> **Your task**
Reproduce verbatim the lines below, from the one containing "Where within the image shown above has the mulch" through the final line, both included.

> **Data for processing**
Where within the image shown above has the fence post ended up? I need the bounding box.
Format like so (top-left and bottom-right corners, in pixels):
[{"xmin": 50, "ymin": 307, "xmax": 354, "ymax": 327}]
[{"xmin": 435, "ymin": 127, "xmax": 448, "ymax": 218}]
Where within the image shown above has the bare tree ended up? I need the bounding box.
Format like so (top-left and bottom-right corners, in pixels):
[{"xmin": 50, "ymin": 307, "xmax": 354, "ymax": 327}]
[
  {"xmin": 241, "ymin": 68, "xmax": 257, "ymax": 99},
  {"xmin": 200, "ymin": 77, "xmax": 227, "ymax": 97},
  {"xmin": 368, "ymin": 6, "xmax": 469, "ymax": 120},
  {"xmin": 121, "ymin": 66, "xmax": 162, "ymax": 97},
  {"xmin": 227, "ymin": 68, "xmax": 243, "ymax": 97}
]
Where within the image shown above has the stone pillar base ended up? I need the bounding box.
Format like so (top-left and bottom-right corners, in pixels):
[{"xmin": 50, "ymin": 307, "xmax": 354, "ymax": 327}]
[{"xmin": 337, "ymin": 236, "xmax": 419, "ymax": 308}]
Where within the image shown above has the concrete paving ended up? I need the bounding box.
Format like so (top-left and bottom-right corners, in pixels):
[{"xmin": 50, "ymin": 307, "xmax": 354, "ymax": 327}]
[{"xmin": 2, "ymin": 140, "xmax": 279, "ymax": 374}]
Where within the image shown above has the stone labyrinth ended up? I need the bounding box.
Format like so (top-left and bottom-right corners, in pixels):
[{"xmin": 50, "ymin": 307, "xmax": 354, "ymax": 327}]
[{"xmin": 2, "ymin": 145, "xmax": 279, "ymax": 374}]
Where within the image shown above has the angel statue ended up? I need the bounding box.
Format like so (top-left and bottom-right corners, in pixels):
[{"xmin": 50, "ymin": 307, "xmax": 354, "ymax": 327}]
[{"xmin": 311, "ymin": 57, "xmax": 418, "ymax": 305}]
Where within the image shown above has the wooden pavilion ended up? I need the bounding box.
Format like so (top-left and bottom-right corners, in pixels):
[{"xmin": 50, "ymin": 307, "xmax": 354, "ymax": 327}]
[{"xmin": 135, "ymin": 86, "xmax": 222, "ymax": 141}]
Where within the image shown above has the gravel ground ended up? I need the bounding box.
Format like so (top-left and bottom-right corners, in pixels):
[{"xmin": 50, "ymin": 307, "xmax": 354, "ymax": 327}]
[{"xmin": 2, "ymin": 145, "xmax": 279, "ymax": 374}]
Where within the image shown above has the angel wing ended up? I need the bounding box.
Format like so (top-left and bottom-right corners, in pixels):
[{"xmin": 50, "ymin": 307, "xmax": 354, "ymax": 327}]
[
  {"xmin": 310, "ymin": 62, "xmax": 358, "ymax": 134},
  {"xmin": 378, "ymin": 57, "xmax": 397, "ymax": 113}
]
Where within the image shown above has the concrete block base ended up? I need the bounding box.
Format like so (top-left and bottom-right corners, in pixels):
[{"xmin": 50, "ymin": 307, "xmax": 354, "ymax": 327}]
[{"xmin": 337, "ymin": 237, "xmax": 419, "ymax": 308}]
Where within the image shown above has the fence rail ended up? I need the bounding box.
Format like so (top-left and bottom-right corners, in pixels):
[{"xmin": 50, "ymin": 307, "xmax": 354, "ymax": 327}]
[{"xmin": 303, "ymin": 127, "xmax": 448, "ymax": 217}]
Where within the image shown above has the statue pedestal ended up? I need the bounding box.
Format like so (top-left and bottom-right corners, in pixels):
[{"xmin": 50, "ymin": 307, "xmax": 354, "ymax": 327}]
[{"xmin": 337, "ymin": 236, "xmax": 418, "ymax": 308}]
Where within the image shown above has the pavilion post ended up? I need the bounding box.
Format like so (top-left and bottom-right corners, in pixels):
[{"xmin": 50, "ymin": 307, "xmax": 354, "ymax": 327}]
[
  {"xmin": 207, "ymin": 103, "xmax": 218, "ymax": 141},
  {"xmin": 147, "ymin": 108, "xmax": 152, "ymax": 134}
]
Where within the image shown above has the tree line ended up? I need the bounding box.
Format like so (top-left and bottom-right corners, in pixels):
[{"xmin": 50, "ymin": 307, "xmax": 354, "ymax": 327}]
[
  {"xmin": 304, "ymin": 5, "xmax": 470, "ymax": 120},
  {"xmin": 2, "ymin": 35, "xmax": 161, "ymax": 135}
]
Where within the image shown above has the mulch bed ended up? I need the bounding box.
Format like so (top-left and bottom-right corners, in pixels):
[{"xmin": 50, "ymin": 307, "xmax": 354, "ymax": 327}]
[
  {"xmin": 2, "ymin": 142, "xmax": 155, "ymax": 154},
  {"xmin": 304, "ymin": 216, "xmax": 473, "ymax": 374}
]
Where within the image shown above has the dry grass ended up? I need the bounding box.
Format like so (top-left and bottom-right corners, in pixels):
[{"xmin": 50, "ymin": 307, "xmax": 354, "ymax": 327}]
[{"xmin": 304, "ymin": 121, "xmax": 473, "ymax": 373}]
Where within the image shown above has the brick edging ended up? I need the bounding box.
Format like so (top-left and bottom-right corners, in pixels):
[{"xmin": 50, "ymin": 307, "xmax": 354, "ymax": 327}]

> **Written solution**
Where within the image shown above has the mulch bed ended up? I need the bounding box.
Format like so (top-left and bottom-right corners, in pixels):
[{"xmin": 50, "ymin": 307, "xmax": 354, "ymax": 327}]
[
  {"xmin": 2, "ymin": 142, "xmax": 155, "ymax": 154},
  {"xmin": 304, "ymin": 216, "xmax": 473, "ymax": 374}
]
Where within the image shown above has the dry grass ended up? I need the bounding box.
Format like so (top-left and bottom-right corners, in pixels):
[{"xmin": 50, "ymin": 307, "xmax": 354, "ymax": 327}]
[{"xmin": 304, "ymin": 121, "xmax": 473, "ymax": 373}]
Where within the image shown above has the brick edging ended up? I need the bounding box.
Format like so (top-left and bottom-right corners, in pixels):
[{"xmin": 50, "ymin": 307, "xmax": 354, "ymax": 327}]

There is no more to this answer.